BEGIN Given information

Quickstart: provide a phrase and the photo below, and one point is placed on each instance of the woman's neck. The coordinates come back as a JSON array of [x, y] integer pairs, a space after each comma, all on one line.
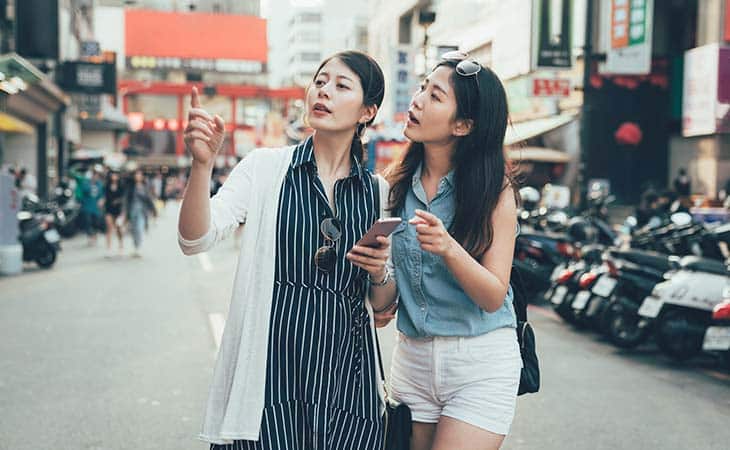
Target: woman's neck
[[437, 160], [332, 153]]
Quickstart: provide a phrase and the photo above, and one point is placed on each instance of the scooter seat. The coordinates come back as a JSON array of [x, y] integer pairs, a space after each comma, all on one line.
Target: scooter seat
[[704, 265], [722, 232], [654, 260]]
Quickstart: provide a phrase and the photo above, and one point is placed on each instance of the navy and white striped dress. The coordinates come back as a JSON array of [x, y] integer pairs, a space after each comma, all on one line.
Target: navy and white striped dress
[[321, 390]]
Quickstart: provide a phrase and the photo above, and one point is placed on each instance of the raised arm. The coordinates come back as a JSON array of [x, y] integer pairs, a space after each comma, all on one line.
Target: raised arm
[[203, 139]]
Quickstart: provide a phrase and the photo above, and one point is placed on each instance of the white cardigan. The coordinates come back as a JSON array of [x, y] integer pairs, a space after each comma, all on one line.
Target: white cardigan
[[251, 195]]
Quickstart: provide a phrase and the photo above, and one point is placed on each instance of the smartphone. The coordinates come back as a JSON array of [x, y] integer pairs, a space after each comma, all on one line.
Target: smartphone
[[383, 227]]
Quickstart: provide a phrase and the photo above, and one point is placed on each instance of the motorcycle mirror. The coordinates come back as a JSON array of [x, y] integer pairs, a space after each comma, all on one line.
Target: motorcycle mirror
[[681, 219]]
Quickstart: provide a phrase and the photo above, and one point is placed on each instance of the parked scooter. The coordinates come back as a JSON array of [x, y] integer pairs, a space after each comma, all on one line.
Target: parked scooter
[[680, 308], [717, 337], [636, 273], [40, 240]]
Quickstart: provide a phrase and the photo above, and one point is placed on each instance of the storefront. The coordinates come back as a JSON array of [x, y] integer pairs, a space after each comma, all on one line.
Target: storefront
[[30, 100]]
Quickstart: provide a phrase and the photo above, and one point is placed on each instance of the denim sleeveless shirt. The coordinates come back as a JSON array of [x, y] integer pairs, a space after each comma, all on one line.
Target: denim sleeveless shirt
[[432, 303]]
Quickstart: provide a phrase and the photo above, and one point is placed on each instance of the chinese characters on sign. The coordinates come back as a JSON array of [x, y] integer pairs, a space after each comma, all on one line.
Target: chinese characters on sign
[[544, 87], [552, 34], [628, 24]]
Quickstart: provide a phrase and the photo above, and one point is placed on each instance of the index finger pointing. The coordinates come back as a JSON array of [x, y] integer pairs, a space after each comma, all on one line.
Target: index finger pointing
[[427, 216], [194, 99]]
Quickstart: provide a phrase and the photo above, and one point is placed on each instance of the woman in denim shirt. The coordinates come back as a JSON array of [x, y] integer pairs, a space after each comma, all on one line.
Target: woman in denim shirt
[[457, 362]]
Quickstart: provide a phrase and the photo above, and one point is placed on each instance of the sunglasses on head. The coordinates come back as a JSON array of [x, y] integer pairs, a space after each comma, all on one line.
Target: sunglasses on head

END Given information

Task » Nothing but the lines from the one containing "of the sunglasses" through the final line of the data above is to be reproduced, each exactly as written.

Task answer »
Quickstart: provide a phrase and the photo above, and one point is placed on each instance of the sunglasses on head. The coordinates come back as a JSON array of [x, y] integer pairs, a space after each comma, all on one line.
Target: sunglasses on head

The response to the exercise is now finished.